**Rows from a dataset**
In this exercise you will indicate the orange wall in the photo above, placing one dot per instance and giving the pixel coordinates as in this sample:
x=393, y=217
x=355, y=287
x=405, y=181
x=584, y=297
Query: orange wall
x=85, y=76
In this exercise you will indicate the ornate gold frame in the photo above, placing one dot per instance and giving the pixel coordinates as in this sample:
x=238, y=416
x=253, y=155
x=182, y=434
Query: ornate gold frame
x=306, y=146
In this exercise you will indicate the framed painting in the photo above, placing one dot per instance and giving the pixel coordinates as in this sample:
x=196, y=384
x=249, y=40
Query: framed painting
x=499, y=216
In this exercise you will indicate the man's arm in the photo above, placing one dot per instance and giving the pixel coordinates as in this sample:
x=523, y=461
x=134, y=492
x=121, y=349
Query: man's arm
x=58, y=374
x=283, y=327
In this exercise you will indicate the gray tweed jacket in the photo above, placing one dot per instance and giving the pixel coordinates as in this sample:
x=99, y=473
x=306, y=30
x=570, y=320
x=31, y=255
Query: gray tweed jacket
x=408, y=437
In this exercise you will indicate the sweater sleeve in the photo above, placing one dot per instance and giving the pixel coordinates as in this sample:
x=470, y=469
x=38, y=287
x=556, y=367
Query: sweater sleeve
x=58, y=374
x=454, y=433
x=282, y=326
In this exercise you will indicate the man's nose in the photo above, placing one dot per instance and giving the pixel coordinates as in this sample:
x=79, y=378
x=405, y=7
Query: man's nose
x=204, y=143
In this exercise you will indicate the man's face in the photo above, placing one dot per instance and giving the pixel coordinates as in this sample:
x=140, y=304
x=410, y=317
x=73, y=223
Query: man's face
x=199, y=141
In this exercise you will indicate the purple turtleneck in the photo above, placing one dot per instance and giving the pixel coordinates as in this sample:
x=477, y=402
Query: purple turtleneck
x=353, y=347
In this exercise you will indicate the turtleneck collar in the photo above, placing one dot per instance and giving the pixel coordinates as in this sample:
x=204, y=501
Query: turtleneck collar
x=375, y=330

**TASK OBJECTIVE**
Retype the rows above exactly, beginning at the line that contains "In this exercise you will indicate the man's nose" and continuing through the last line of the rows.

**CORRECT OUTPUT**
In this exercise you will indicate the man's nose in the photo above, placing one dot per instance and giving the pixel coordinates as in this sample:
x=79, y=378
x=405, y=7
Query: man's nose
x=204, y=143
In this exercise you will indicate the man's face in the photo above, placing one dot per instance and giving the pixel coordinates as in this sample:
x=140, y=304
x=410, y=317
x=73, y=223
Query: man's face
x=199, y=141
In this exercise you will indicate the purple turtleneck in the photo above, placing one dot per instance and giving the pixel coordinates as in this sample:
x=477, y=402
Query: purple turtleneck
x=353, y=347
In this exercise you will indicate the turtleneck collar in the photo above, placing one dot per instance and giving the pixel coordinates as in this sample:
x=204, y=501
Query: turtleneck collar
x=375, y=330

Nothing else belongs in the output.